この本があること自体はガキの頃から知ってたし、
なんか古臭い感じなのかなーって思ってて読んだ事はなかったです。
 
自分は神奈川県の海老名市出身で、それこそ厚木にあるSONYに勤めてる人なんて
スゲー人たちの集まりだ的な感じだったし、
就職活動の時にエントリーしたけど、説明会の申込みすら満員で出来なかったとか
なんかそんなような感じで、昔っからある大企業みたいなイメージだったんだけど、
ちょっと本屋で立ち読みしたら、戦後焼け野原から的なところから、イカした若い技術者たちが、
HPやAppleはガレージからはじまった的なのよりもアツいんじゃないかと
思って購入するに至りました、と。
 
全体通して胸熱なのはおいておいて、結構自分にとって響くところがあったので、
書き残しておこうかなと思います。
 
 
■ 戦争中

“警報のたびに夜中にたたき起こされて、翌日一日中寝不足の頭を抱えているよりは、
夜はじっくり睡眠をとったほうが利巧だと思った”

 
海軍とはいえ、研究をしている設備で、崖下にあるし、ロジカルに考えれば
アメリカ空軍がわざわざ狙ってくるとは思えず、もし爆弾が落ちたら運が悪かったと
諦めましょう的なエピソード。
 
軍隊に属する人間が、こんな風に行動するのは、逸脱した行為なんだろうけど、
自分の頭で考えて、皆とちゃんと共有した上で、行動するってのは
デキる人に共通してるアレなんじゃないかなぁとか思ったりします。
 
 
■ ウォークマン

“あのときどんなに市場調査をしても、そこからは「ウォークマン」の
アイデアは出なかっただろうということだ”
++++++
§ 取り組む作業
a – 抜粋によると、書き手はどこの出身ですか。
b – ソニーを扱った本の感想を記した抜粋を、最後の引用の後から書き継いでください。
++++++
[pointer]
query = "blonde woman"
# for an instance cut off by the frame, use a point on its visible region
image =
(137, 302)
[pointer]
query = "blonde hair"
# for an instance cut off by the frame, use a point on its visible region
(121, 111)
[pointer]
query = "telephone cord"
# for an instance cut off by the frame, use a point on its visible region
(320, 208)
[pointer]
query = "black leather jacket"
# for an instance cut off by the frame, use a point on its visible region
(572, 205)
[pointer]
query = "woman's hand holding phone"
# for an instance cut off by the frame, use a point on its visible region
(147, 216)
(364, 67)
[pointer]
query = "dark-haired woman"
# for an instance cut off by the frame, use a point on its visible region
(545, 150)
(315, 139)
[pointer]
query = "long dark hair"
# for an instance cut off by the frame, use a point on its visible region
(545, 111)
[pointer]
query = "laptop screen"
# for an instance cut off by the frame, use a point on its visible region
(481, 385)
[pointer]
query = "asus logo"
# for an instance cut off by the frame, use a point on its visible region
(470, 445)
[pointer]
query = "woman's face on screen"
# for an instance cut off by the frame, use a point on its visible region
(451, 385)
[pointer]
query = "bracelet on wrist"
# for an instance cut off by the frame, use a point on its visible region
++++++
§ 回答一覧
a – 神奈川県の海老名市です。

b –
ウォークマンなんて英語はなく、当時はアメリカやイギリスの社員から
反対されたらしいなんてエピソードの後に、自分には上記の部分が刺さりました。
「真面目ナル技術者ノ〜」って企業理念は有名だけど、なんかソレって
今のGoogleとかFacebookとかよりもイカしてねーか?とか思ったり。
 
 
■ 契約/受注といった時にも、”曲げない”とか”身の丈”とか

“決して他社の下請けメーカーにだけはなるまい”

 
アメリカに進出しようとした時に、スゲーいい条件だったとしても。
こういう決断は当の本人にしか分からないものだと思うけど、
自分の意思をちゃんと貫けば後悔は残らないというか。

“5000個の注文は定価で受けるとして、曲線はそこから始まる。
1万個で値引きをしてカーブはそこで最低となる。
そこから値段は再び上がりはじめ、5万個で単価が5000個の場合を超え、
10万個となると、その差はずっと大きくなる”

 
ふつうに考えると、数が多くなればなるほど、値段は安くなる。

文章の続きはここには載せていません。